*EXERCISE AIM:* Carry on the garden journal entry about four-wing saltbush, starting after its final sentence.

Sunday, February 11, 2007

Four-wing Saltbush

What’s blooming outside: Nothing.

What’s blooming inside: Aptenia, zonal geranium.

What’s green and visible in the area: Needle grass and other unidentified grasses: agave, yucca, yew, juniper, arborvitae, piñon and other pines. People down the road burned weeds along road and fences.
What’s green in my yard: Columbine, rose stems, thrift, rockrose, coral bells, hollyhock, vinca, coreopsis, Mount Atlas daisy, horseweed.

What’s gray: Snow-in-summer, buddleia, pinks, Greek yarrow, golden hairy aster, four-winged salt bush.

What’s red: Cholla, pinks, coral beardtongues.

Animal sightings: Dog and cat sized prints in mud.

Weather: Warm temperatures continue to melt snow into saturated soil sitting atop frozen ground that refreezes at night. Some snow survives in north and west areas in shadows of slopes, buildings or fences.

Weekly update: Who would think a plant we send to Iran and Uzbekistan to mediate ecological disasters would be fussy in New Mexico?

Atriplex Canescens doesn’t even have a common name. Frederick V. Colville called it Four-wing Saltbush for the Bureau of Plant Industry. Spanish speakers have several terms, including Chamiso. The Tewa living among the Hopi in Hano, Arizona called it ‘Tajaen

The mound-shaped shrub evolved in central México, then moved north through the Sonoran and Chihuahuan deserts. It survives with 8" to 12" of rain a year and is found anywhere from below sea level to 8,000'. Taproots that can reach down 20' tolerate soils containing salt, selenium, boron, and alkalis, but accept slightly acid soils, deep sandy loams, heavy clays, and gravel washes.

Saltbush has been used to reclaim abandoned mine sites and rescue eroded grazing lands. The leaves contain high levels of protein and carotene in the winter, but saponin makes them unpalatable in the summer when they’re producing seed. If the soil is saline, the leaves may exude salt into their surface flakes.

The Chenonpodia species has male and female plants, but the females morph into males when there’s not enough water. Genetically, some plants have double sets of chromosomes, some three, and some four. While the plant tends to keep its narrow grey leaves in winter, it will drop them when times are bad, and some have even adapted by growing from spreading roots rather than windblown seeds.

*PROVIDED MATERIAL:*
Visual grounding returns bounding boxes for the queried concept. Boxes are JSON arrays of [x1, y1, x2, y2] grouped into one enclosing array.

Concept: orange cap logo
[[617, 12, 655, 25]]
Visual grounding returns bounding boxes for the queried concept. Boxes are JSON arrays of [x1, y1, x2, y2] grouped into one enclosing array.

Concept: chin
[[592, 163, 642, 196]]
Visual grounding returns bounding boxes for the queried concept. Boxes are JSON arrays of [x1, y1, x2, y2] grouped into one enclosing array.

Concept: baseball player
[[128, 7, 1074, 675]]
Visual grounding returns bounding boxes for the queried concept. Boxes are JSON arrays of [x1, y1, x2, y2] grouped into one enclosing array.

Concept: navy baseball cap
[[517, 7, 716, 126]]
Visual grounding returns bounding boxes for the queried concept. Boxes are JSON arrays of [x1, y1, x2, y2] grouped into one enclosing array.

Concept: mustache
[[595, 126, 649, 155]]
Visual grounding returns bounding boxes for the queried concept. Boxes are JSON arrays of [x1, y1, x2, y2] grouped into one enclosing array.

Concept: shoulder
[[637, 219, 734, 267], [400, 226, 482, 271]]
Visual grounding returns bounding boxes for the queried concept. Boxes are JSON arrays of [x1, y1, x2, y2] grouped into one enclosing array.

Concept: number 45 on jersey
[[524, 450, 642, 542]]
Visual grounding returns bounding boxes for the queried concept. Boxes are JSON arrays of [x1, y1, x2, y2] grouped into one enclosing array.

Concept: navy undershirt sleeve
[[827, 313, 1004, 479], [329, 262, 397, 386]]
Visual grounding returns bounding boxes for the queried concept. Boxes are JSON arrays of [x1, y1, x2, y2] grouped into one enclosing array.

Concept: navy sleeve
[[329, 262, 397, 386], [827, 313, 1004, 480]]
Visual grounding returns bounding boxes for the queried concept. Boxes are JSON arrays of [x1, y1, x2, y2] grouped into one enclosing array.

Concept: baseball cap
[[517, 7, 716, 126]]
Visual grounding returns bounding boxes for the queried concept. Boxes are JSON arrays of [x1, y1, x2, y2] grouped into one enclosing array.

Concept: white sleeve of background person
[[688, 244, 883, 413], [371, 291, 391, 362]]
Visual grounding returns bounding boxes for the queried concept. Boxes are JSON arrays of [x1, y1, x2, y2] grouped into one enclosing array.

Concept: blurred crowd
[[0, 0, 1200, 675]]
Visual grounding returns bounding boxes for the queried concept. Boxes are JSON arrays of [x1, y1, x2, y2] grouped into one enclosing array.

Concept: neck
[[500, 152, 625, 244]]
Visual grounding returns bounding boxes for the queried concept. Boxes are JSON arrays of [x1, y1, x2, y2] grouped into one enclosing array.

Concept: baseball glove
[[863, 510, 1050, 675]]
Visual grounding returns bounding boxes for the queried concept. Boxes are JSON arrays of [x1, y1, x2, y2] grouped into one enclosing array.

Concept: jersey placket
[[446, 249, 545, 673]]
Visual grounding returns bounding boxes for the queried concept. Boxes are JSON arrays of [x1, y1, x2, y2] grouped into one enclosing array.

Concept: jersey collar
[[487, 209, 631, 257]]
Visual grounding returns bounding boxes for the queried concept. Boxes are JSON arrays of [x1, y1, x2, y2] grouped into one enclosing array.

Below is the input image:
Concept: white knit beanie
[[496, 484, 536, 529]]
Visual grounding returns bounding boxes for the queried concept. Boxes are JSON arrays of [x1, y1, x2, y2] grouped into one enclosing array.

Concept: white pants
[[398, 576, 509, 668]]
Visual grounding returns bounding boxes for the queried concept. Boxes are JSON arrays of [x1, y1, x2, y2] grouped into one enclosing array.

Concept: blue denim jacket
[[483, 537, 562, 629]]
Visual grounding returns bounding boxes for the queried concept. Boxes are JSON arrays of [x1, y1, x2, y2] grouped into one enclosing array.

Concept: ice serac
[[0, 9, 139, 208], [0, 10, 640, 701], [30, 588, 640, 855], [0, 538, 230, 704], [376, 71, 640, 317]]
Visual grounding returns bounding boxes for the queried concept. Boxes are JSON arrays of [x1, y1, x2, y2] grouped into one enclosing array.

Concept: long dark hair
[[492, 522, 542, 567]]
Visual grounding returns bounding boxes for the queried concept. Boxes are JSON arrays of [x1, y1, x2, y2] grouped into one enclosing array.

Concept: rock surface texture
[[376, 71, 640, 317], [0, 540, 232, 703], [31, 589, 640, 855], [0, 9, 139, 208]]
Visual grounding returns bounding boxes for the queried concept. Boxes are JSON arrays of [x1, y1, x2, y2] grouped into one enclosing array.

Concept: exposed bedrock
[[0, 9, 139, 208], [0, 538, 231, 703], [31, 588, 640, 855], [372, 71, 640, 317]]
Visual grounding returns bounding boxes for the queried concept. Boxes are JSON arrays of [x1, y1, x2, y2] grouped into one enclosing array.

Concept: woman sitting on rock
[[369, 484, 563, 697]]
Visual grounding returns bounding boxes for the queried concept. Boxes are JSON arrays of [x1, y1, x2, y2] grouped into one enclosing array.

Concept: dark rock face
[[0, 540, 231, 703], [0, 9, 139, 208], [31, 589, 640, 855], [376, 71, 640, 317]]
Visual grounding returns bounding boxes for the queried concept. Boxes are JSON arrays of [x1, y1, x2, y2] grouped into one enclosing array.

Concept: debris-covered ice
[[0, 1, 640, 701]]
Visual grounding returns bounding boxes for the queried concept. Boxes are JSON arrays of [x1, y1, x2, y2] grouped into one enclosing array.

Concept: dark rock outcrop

*THE ANSWER:*
A male shrub appeared in 1992 uphill from my neighbor’s new septic field. A male and female were blooming downhill from mine in 2000, some six years after the tank was installed. The original plant is about 4' high, mine closer to 6'.

This year, I noticed two new plants expanding the copse that already had attracted winterfat and yellowbrush. Another was growing uphill, about 3' from a water line. So far they have produced no seed heads, but the young plants have more leaves than the older ones this winter.

This preference for lands that border disturbances led Charlie Steen, an archaeologist with the National Park Service, to use the presence of stands of Saltbush to locate possible ruins on the Pajarito plateau. It usually wasn’t directly over the ruin, but atop the middens, usually rubbish heaps, that accompany settlement.

Some plants are growing down the road where an abandoned roadbed cum arroyo goes under the road; they remain short, probably because county road crews cut them down in late summer. If they’re anywhere else in the area, the dense upright branches are indistinguishable from other brush. More likely, they’ve been eaten, or the seeds are just very picky about where they germinate.

Picture: Female Fourwinged Saltbush, with empty seed cases; male shrub in rear without cases. 4 February 2007.